Aim —
Could you reproduce the Castle v. Delta Land & Water Co. court opinion below word for word, in full?

Document segment —

>>>

Castle v. Delta Land & Water Co.

Decision Date24 March 1921
Docket Number3623
Citation197 P. 584,58 Utah 137
PartiesCASTLE v. DELTA LAND & WATER CO. et al
CourtUtah Supreme Court

Rehearing Denied April 30, 1921.

Appeal from District Court, Fifth District, Millard County; D. H Morris, Judge.

Action by C. H. Castle against the Delta Land & Water Company and others. From a judgment of dismissal, plaintiff appeals.

REVERSED AND REMANDED, with directions.

Dey Hoppaugh & Mark and Walton & Walton, all of Salt Lake City, for appellant.

William Story, Jr., of Salt Lake City, for respondent.

WEBER, J. CORFMAN, C. J., and THURMAN and FRICK, JJ., concur. GIDEON, J., dissenting.

OPINION

WEBER, J.

Delta Land & Water Company and H. B. Prout, respondents herein, have interposed a motion to dismiss the appeal of plaintiff, the appellant, for the reason that the notice of appeal was served neither upon A. M. McPherson, one of the defendants, nor upon his attorney.

In the district court the Delta Land & Water Company demanded security for costs on the ground that the plaintiff was a nonresident of the state of Utah. This motion was made after the case had been removed to the federal court and by that court remanded to the state court in which the action was instituted, and a year after the defendants had filed their answer. The bond not being furnished, a motion was made to dismiss the suit. Plaintiff's counsel was not present in court when the motion was submitted, but submitted the question upon a letter furnished court and counsel. The letter made reference to matters appearing of record, to the authority of Sciutti v. U. P. Coal Co., 30 Utah 462, 85 P. 1011, 8 Ann. Cas. 942, and contended that defendant had waived the right to demand security for costs. Plaintiff also requested opportunity to give security in the event the court was against plaintiff on the question of waiver. Subsequently the court entered an order sustaining the motion and dismissed the action. The notice of appeal is addressed to the three defendants, and was served upon William Story, Jr., who acknowledged service of the same as "attorney for the defendants." At that time B. S. Crow, Esq., was attorney of record for McPherson, Mr. Story having previously withdrawn as attorney for McPherson, such notice having been filed with the clerk and served upon plaintiff's counsel. Mr. Story has filed his affidavit to the effect that his acceptance of service on behalf of all the defendants was an inadvertence on his part. No doubt the acceptance of service occurred as Mr. Story states.

<<<

Data entries —
>>>

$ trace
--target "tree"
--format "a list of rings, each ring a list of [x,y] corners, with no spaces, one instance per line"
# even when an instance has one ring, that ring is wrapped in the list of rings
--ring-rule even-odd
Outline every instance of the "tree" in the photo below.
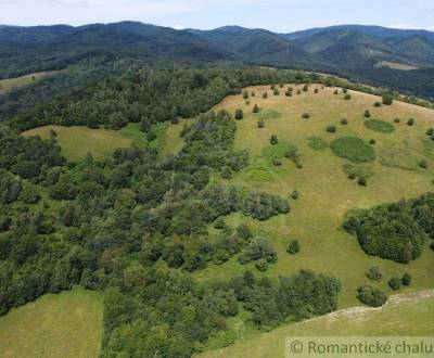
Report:
[[[400,289],[401,281],[399,278],[394,277],[391,280],[388,280],[387,284],[393,291],[398,291]]]
[[[291,255],[295,255],[299,252],[299,243],[298,240],[293,240],[286,247],[286,252]]]
[[[372,281],[380,281],[381,278],[383,277],[383,273],[381,272],[381,269],[379,266],[372,266],[368,272],[367,272],[368,279]]]
[[[383,104],[385,105],[392,105],[393,101],[394,101],[394,97],[392,93],[385,93],[383,94]]]
[[[411,274],[408,272],[404,273],[401,278],[401,283],[404,286],[409,286],[411,283]]]

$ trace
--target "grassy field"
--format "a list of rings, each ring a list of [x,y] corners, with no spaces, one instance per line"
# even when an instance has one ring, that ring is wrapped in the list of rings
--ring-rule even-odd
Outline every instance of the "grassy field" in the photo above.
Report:
[[[237,122],[235,146],[248,151],[251,164],[229,182],[217,177],[214,180],[290,200],[291,213],[268,221],[259,222],[241,214],[226,218],[229,225],[246,222],[256,232],[269,236],[278,252],[278,263],[260,273],[253,265],[243,266],[232,258],[222,266],[209,265],[205,270],[195,272],[195,278],[228,279],[246,269],[258,276],[278,277],[311,269],[341,280],[340,308],[359,305],[356,291],[360,284],[369,283],[392,294],[387,280],[393,276],[401,277],[405,272],[413,277],[411,286],[405,292],[433,287],[434,252],[427,245],[420,258],[409,265],[400,265],[366,255],[357,240],[342,229],[342,223],[348,210],[416,197],[434,190],[434,141],[425,135],[429,128],[434,127],[434,112],[396,101],[391,106],[375,107],[373,104],[381,99],[374,95],[349,91],[352,100],[348,101],[344,100],[342,91],[335,95],[334,88],[320,86],[319,93],[314,93],[311,87],[307,93],[296,94],[299,88],[295,86],[292,98],[286,98],[283,89],[280,95],[272,95],[269,87],[250,88],[248,91],[254,90],[256,97],[250,99],[248,105],[241,95],[233,95],[216,107],[232,113],[237,108],[244,111],[244,119]],[[263,99],[264,91],[268,91],[268,99]],[[260,114],[252,113],[255,103],[261,107],[263,115],[273,112],[273,115],[267,115],[269,118],[265,119],[265,128],[261,129],[257,127]],[[371,119],[390,124],[394,131],[367,127],[366,110],[370,111]],[[310,118],[303,119],[304,113],[309,113]],[[399,123],[395,123],[397,117]],[[347,125],[341,124],[342,118],[347,119]],[[407,125],[409,118],[414,118],[413,126]],[[329,126],[335,126],[336,132],[327,131]],[[269,141],[271,135],[277,135],[279,139],[273,149]],[[360,163],[336,156],[330,144],[345,137],[360,139],[362,149],[373,139],[375,143],[369,144],[373,150],[373,161],[371,154],[361,156],[365,159]],[[347,142],[358,145],[357,141]],[[273,155],[281,155],[285,148],[297,149],[302,169],[283,157],[282,166],[273,166]],[[421,159],[429,163],[427,169],[419,167]],[[368,186],[361,187],[357,180],[349,180],[348,172],[366,177]],[[293,190],[299,192],[298,200],[291,200]],[[210,231],[214,232],[214,229]],[[291,256],[286,246],[293,239],[299,241],[301,253]],[[372,283],[366,272],[375,265],[381,267],[384,279]],[[255,335],[254,329],[241,318],[231,322],[231,328],[240,336]]]
[[[56,140],[62,148],[62,153],[69,159],[80,159],[88,153],[100,158],[111,155],[117,148],[128,148],[135,144],[139,148],[151,146],[163,149],[165,154],[176,151],[176,145],[182,145],[178,139],[182,130],[181,125],[171,126],[167,123],[153,126],[156,139],[148,142],[145,135],[140,131],[139,124],[131,123],[120,130],[90,129],[84,126],[43,126],[23,132],[25,137],[39,136],[43,139],[50,137],[52,130],[58,133]],[[170,136],[176,137],[179,144],[174,146]],[[179,149],[178,149],[179,150]]]
[[[102,315],[99,293],[77,289],[44,295],[0,317],[0,356],[95,358]]]
[[[396,63],[396,62],[390,62],[390,61],[382,61],[379,62],[375,67],[390,67],[392,69],[400,69],[400,71],[413,71],[418,69],[418,67],[406,65],[404,63]]]
[[[113,153],[116,148],[128,148],[132,142],[139,142],[138,129],[129,125],[123,130],[90,129],[88,127],[44,126],[23,132],[23,136],[50,137],[51,130],[58,133],[56,140],[62,153],[71,159],[79,159],[91,153],[102,157]]]
[[[21,77],[0,79],[0,94],[10,91],[14,87],[29,85],[38,79],[51,76],[55,73],[58,73],[58,71],[38,72],[35,74],[29,74]]]
[[[201,355],[202,358],[279,358],[284,357],[285,337],[366,335],[434,335],[434,291],[396,295],[379,308],[357,307],[308,321],[288,324],[255,340],[235,343],[224,349]]]

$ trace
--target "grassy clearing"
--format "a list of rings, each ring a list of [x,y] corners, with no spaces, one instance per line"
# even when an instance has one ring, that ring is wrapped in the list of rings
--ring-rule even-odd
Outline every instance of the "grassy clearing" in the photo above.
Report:
[[[329,143],[321,138],[314,137],[309,138],[308,141],[314,151],[326,151],[329,148]]]
[[[22,86],[30,85],[38,79],[41,79],[41,78],[44,78],[48,76],[52,76],[52,75],[56,74],[59,71],[38,72],[35,74],[25,75],[25,76],[21,76],[21,77],[0,79],[0,94],[10,91],[14,87],[22,87]]]
[[[397,295],[380,309],[353,308],[306,322],[288,324],[263,333],[254,341],[237,343],[201,357],[284,357],[288,336],[343,335],[421,335],[434,334],[434,292]]]
[[[88,127],[44,126],[25,131],[26,137],[49,138],[51,130],[58,133],[56,140],[63,154],[69,159],[79,159],[91,153],[94,157],[110,155],[116,148],[128,148],[133,142],[131,131],[90,129]]]
[[[381,133],[392,133],[395,130],[395,127],[391,123],[380,119],[365,120],[365,127]]]
[[[97,292],[77,289],[44,295],[0,317],[0,356],[97,358],[102,316]]]
[[[388,67],[392,69],[400,69],[400,71],[418,69],[418,67],[406,65],[405,63],[396,63],[396,62],[390,62],[390,61],[381,61],[375,65],[375,67]]]
[[[302,88],[291,86],[295,88],[294,93]],[[434,112],[397,101],[391,106],[374,107],[373,104],[381,101],[381,98],[349,91],[352,100],[345,101],[342,91],[337,95],[333,94],[335,88],[322,89],[318,86],[319,93],[315,94],[315,87],[311,86],[307,93],[302,91],[302,94],[291,98],[285,97],[284,90],[281,90],[280,95],[269,95],[268,99],[261,98],[263,92],[270,93],[268,86],[250,88],[247,90],[256,92],[250,106],[244,104],[242,95],[232,95],[216,107],[232,113],[237,108],[244,111],[244,119],[237,122],[235,148],[251,154],[250,165],[230,181],[224,182],[288,199],[293,190],[297,190],[301,196],[296,201],[290,199],[289,215],[268,221],[252,220],[242,214],[230,215],[225,219],[231,226],[245,222],[273,241],[279,260],[265,273],[258,272],[253,265],[243,266],[237,258],[232,258],[221,266],[209,265],[205,270],[195,272],[194,277],[204,281],[228,279],[242,274],[246,269],[252,269],[258,276],[278,277],[308,268],[341,280],[343,290],[340,308],[360,305],[356,298],[357,286],[360,284],[373,284],[393,294],[387,280],[393,276],[401,277],[407,271],[414,281],[404,292],[433,287],[434,253],[427,245],[417,260],[408,265],[396,264],[366,255],[357,240],[342,229],[342,222],[348,210],[417,197],[434,190],[434,143],[425,135],[433,127]],[[257,117],[252,113],[254,104],[258,104],[263,111],[273,110],[282,115],[258,129]],[[367,108],[374,118],[393,124],[399,117],[401,122],[395,124],[395,131],[387,136],[372,131],[365,126],[363,114]],[[311,116],[302,119],[301,113],[309,113]],[[416,118],[416,124],[407,126],[406,122],[411,117]],[[340,125],[342,118],[348,120],[346,126]],[[339,133],[324,132],[328,126],[339,127]],[[282,158],[282,166],[270,164],[268,153],[275,150],[267,148],[270,146],[272,135],[278,136],[279,143],[291,143],[297,148],[303,169],[296,168],[292,161],[285,158]],[[370,163],[353,163],[334,155],[331,149],[318,151],[310,145],[311,138],[331,143],[345,137],[360,139],[362,148],[374,150],[375,159]],[[375,144],[368,144],[371,139],[375,140]],[[372,155],[368,157],[372,158]],[[418,168],[421,159],[429,163],[426,170]],[[356,176],[369,177],[368,187],[360,187],[349,180],[349,171]],[[299,241],[301,253],[292,256],[286,253],[286,246],[293,239]],[[381,267],[384,279],[372,283],[366,272],[375,265]],[[239,338],[261,336],[241,318],[231,321],[230,328]]]
[[[369,163],[375,159],[372,146],[360,138],[343,137],[334,140],[330,148],[336,156],[354,163]]]

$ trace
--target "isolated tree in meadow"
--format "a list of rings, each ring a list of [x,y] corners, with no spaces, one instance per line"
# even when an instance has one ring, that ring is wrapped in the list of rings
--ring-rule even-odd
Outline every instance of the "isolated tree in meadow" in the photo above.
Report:
[[[286,252],[291,255],[295,255],[299,252],[299,243],[298,240],[293,240],[286,247]]]
[[[243,119],[243,118],[244,118],[243,110],[237,110],[237,111],[235,111],[235,119],[237,119],[237,120],[241,120],[241,119]]]
[[[393,101],[394,101],[394,98],[393,98],[393,94],[392,94],[392,93],[385,93],[385,94],[383,94],[382,100],[383,100],[383,104],[385,104],[385,105],[392,105],[392,103],[393,103]]]

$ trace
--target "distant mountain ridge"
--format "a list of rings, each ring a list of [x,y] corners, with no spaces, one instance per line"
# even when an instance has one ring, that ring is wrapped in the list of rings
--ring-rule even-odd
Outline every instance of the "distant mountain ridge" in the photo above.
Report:
[[[277,34],[241,26],[177,30],[138,22],[78,27],[0,25],[0,78],[64,68],[95,56],[293,67],[375,82],[382,78],[385,86],[393,76],[413,81],[422,73],[424,77],[433,73],[434,82],[434,33],[427,30],[342,25]],[[398,67],[379,67],[379,63],[419,69],[403,74]],[[424,95],[431,93],[426,86],[418,85]]]

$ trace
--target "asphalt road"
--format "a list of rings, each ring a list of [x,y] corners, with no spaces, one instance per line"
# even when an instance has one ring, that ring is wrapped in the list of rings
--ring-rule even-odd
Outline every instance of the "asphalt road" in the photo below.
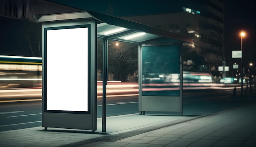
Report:
[[[184,91],[183,114],[214,114],[243,105],[232,97],[231,88]],[[98,99],[97,117],[101,117],[101,99]],[[137,96],[108,97],[107,116],[138,113]],[[41,101],[0,103],[0,131],[40,126]]]

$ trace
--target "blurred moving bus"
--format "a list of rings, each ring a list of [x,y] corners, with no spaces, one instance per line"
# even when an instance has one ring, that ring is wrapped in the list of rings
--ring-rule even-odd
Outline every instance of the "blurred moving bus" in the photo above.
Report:
[[[0,55],[0,88],[41,86],[41,57]]]

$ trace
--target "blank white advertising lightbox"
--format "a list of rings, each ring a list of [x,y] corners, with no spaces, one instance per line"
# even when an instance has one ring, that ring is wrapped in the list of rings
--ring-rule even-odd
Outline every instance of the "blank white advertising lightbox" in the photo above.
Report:
[[[46,110],[88,111],[88,30],[47,31]]]

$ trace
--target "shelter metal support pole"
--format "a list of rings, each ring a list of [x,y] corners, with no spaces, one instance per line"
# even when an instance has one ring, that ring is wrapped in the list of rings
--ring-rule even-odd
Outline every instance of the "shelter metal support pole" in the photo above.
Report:
[[[107,84],[108,83],[108,39],[103,40],[102,80],[102,132],[106,132],[107,110]]]
[[[183,44],[180,45],[180,114],[183,115],[183,58],[182,55]]]

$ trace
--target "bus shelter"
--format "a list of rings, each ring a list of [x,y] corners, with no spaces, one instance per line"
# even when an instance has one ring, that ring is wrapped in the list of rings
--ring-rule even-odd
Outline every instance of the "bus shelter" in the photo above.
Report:
[[[43,23],[42,126],[45,129],[97,129],[97,38],[103,40],[102,132],[106,132],[110,39],[138,45],[139,114],[182,115],[182,47],[184,42],[193,43],[190,38],[90,11],[33,16]]]

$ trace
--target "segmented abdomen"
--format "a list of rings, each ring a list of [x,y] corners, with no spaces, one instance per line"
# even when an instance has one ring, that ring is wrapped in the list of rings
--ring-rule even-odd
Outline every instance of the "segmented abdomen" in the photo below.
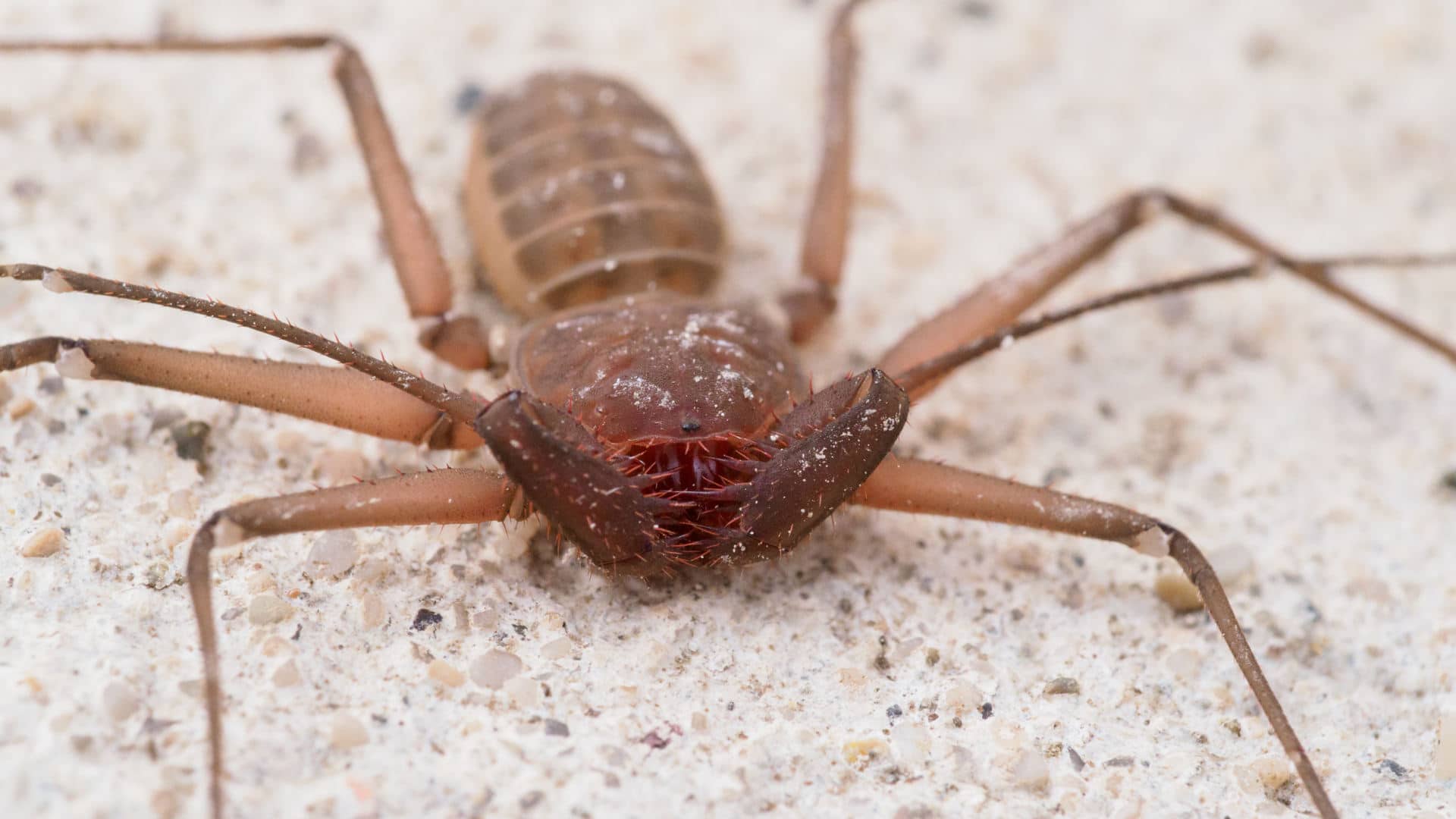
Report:
[[[699,294],[722,267],[722,216],[697,157],[617,80],[552,71],[489,99],[464,198],[486,278],[527,315]]]

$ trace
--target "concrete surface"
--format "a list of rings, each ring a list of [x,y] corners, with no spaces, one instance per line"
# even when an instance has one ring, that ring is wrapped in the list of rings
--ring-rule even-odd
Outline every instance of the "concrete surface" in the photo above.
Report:
[[[1456,9],[866,9],[858,233],[811,367],[863,366],[949,294],[1144,184],[1303,252],[1456,245]],[[699,146],[734,226],[729,291],[761,294],[794,277],[827,12],[22,1],[0,7],[0,35],[347,34],[462,278],[462,93],[546,66],[619,73]],[[3,57],[0,76],[4,261],[277,310],[499,389],[414,345],[325,57]],[[1235,258],[1158,227],[1056,302]],[[1452,270],[1358,281],[1456,335]],[[309,360],[17,283],[0,283],[0,329]],[[0,800],[16,816],[199,816],[186,538],[245,497],[446,458],[50,367],[0,383]],[[1456,708],[1453,415],[1449,363],[1274,278],[1019,344],[917,407],[900,449],[1185,526],[1238,574],[1235,606],[1345,815],[1434,818],[1456,799],[1437,765]],[[178,456],[182,421],[211,428],[205,474]],[[50,526],[60,551],[22,557]],[[1309,812],[1211,624],[1153,593],[1171,568],[1158,561],[850,510],[778,564],[646,587],[527,535],[288,536],[220,561],[234,813]],[[290,608],[255,624],[269,595]],[[443,621],[412,630],[419,609]],[[1057,678],[1079,691],[1045,694]]]

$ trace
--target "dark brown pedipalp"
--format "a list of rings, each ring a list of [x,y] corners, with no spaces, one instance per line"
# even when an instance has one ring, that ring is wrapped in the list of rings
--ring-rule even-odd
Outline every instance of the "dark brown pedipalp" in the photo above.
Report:
[[[789,414],[770,436],[782,449],[741,436],[609,449],[520,391],[480,412],[475,430],[593,563],[654,574],[783,554],[865,482],[909,410],[906,392],[871,370]]]
[[[480,412],[475,428],[526,497],[593,563],[629,574],[655,570],[644,558],[660,542],[654,517],[667,501],[644,495],[575,418],[514,391]]]
[[[795,408],[779,434],[804,437],[741,487],[743,533],[715,557],[753,563],[792,548],[890,455],[909,412],[910,398],[881,370],[844,379]]]

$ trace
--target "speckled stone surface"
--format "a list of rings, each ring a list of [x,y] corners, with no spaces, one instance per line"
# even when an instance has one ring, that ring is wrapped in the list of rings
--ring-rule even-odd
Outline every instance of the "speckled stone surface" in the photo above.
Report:
[[[865,366],[949,294],[1144,184],[1300,252],[1456,245],[1456,9],[1198,9],[868,7],[856,238],[843,310],[807,364],[823,379]],[[537,67],[617,73],[699,147],[734,230],[728,293],[744,296],[794,278],[827,13],[6,3],[0,32],[348,35],[462,280],[462,98]],[[0,259],[277,310],[499,389],[414,344],[325,57],[0,57]],[[1160,226],[1056,302],[1236,258]],[[1456,271],[1358,281],[1456,335]],[[6,281],[0,334],[309,360]],[[488,463],[50,367],[0,385],[0,802],[16,816],[202,813],[179,576],[211,510]],[[186,421],[210,428],[205,472],[178,455]],[[1456,708],[1453,421],[1449,363],[1274,277],[1018,344],[916,407],[900,450],[1182,525],[1238,573],[1233,603],[1345,815],[1436,818],[1456,799],[1434,764]],[[1171,570],[1155,560],[849,510],[776,564],[654,587],[558,560],[531,530],[285,536],[217,561],[234,813],[1310,810],[1213,625],[1155,595]]]

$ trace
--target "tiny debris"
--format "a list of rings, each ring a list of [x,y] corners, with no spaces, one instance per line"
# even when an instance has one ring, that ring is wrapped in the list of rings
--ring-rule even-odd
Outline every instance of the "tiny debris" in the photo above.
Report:
[[[482,688],[499,691],[505,681],[521,673],[526,663],[510,651],[492,648],[470,663],[470,679]]]
[[[100,692],[100,704],[106,716],[119,723],[137,713],[141,700],[125,683],[111,682]]]
[[[360,621],[364,628],[379,628],[384,625],[384,600],[374,592],[360,596]]]
[[[569,637],[558,637],[556,640],[542,646],[542,657],[546,657],[547,660],[559,660],[566,654],[571,654]]]
[[[44,192],[45,185],[35,176],[19,176],[10,182],[10,195],[25,203],[41,198]]]
[[[668,745],[673,743],[673,737],[665,737],[664,739],[662,734],[657,733],[657,729],[652,729],[652,730],[646,732],[645,734],[642,734],[642,737],[638,739],[638,742],[641,742],[642,745],[651,748],[652,751],[661,751],[661,749],[664,749],[664,748],[667,748]]]
[[[456,92],[454,111],[462,115],[470,114],[476,105],[480,105],[482,99],[485,99],[485,87],[480,83],[466,82]]]
[[[444,616],[430,609],[419,609],[415,612],[415,622],[409,624],[409,628],[412,631],[424,631],[432,625],[440,625],[444,619]]]
[[[10,404],[6,405],[4,414],[9,415],[12,421],[19,421],[20,418],[29,415],[32,410],[35,410],[35,401],[25,395],[17,395],[10,399]]]
[[[1045,790],[1051,783],[1051,768],[1047,758],[1034,749],[1022,751],[1010,765],[1012,780],[1016,787],[1026,790]]]
[[[182,576],[166,563],[157,561],[147,567],[141,576],[141,584],[154,592],[160,592],[182,581]]]
[[[446,688],[460,688],[464,685],[464,675],[444,660],[432,660],[430,663],[430,679]]]
[[[87,380],[96,372],[96,364],[80,347],[67,347],[55,356],[55,372],[61,377]]]
[[[1158,526],[1143,529],[1136,538],[1133,538],[1133,548],[1137,549],[1139,554],[1144,554],[1147,557],[1168,557],[1168,533]]]
[[[76,290],[71,287],[71,283],[66,281],[66,277],[55,270],[47,270],[41,274],[41,287],[45,287],[51,293],[70,293]]]
[[[290,166],[294,173],[312,173],[329,163],[329,152],[323,147],[323,140],[313,131],[300,131],[293,138],[293,159]]]
[[[338,577],[358,560],[358,536],[349,529],[325,532],[309,548],[309,570],[317,577]]]
[[[172,427],[172,443],[178,447],[178,458],[197,463],[198,472],[207,469],[207,436],[213,434],[213,427],[205,421],[182,421]]]
[[[20,557],[51,557],[66,548],[66,532],[58,526],[47,526],[20,544]]]
[[[989,20],[996,16],[996,6],[986,0],[961,0],[955,4],[955,10],[973,20]]]
[[[890,752],[890,745],[879,737],[852,739],[843,746],[844,762],[860,765],[878,759]]]
[[[1082,683],[1072,679],[1070,676],[1059,676],[1047,683],[1047,688],[1041,689],[1047,697],[1054,697],[1057,694],[1082,694]]]
[[[520,708],[534,708],[542,697],[542,686],[529,676],[517,676],[505,681],[501,691]]]
[[[358,748],[368,742],[368,730],[364,723],[348,714],[335,714],[329,724],[329,745],[341,751]]]
[[[895,756],[906,765],[920,767],[930,756],[930,732],[917,723],[900,723],[890,730]]]
[[[1182,574],[1159,574],[1153,581],[1153,593],[1178,614],[1195,612],[1203,608],[1198,587]]]
[[[272,625],[293,616],[293,606],[277,595],[258,595],[248,603],[248,622]]]
[[[278,688],[288,688],[290,685],[298,685],[303,678],[298,675],[298,663],[293,662],[290,657],[284,660],[281,666],[274,672],[274,685]]]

<<<

Response to the task —
Castle v. Delta Land & Water Co.

Decision Date24 March 1921
Docket Number3623
Citation197 P. 584,58 Utah 137
PartiesCASTLE v. DELTA LAND & WATER CO. et al
CourtUtah Supreme Court

Rehearing Denied April 30, 1921.

Appeal from District Court, Fifth District, Millard County; D. H Morris, Judge.

Action by C. H. Castle against the Delta Land & Water Company and others. From a judgment of dismissal, plaintiff appeals.

REVERSED AND REMANDED, with directions.

Dey Hoppaugh & Mark and Walton & Walton, all of Salt Lake City, for appellant.

William Story, Jr., of Salt Lake City, for respondent.

WEBER, J. CORFMAN, C. J., and THURMAN and FRICK, JJ., concur. GIDEON, J., dissenting.

OPINION

WEBER, J.

Delta Land & Water Company and H. B. Prout, respondents herein, have interposed a motion to dismiss the appeal of plaintiff, the appellant, for the reason that the notice of appeal was served neither upon A. M. McPherson, one of the defendants, nor upon his attorney.

In the district court the Delta Land & Water Company demanded security for costs on the ground that the plaintiff was a nonresident of the state of Utah. This motion was made after the case had been removed to the federal court and by that court remanded to the state court in which the action was instituted, and a year after the defendants had filed their answer. The bond not being furnished, a motion was made to dismiss the suit. Plaintiff's counsel was not present in court when the motion was submitted, but submitted the question upon a letter furnished court and counsel. The letter made reference to matters appearing of record, to the authority of Sciutti v. U. P. Coal Co., 30 Utah 462, 85 P. 1011, 8 Ann. Cas. 942, and contended that defendant had waived the right to demand security for costs. Plaintiff also requested opportunity to give security in the event the court was against plaintiff on the question of waiver. Subsequently the court entered an order sustaining the motion and dismissed the action. The notice of appeal is addressed to the three defendants, and was served upon William Story, Jr., who acknowledged service of the same as "attorney for the defendants." At that time B. S. Crow, Esq., was attorney of record for McPherson, Mr. Story having previously withdrawn as attorney for McPherson, such notice having been filed with the clerk and served upon plaintiff's counsel. Mr. Story has filed his affidavit to the effect that his acceptance of service on behalf of all the defendants was an inadvertence on his part. No doubt the acceptance of service occurred as Mr. Story states.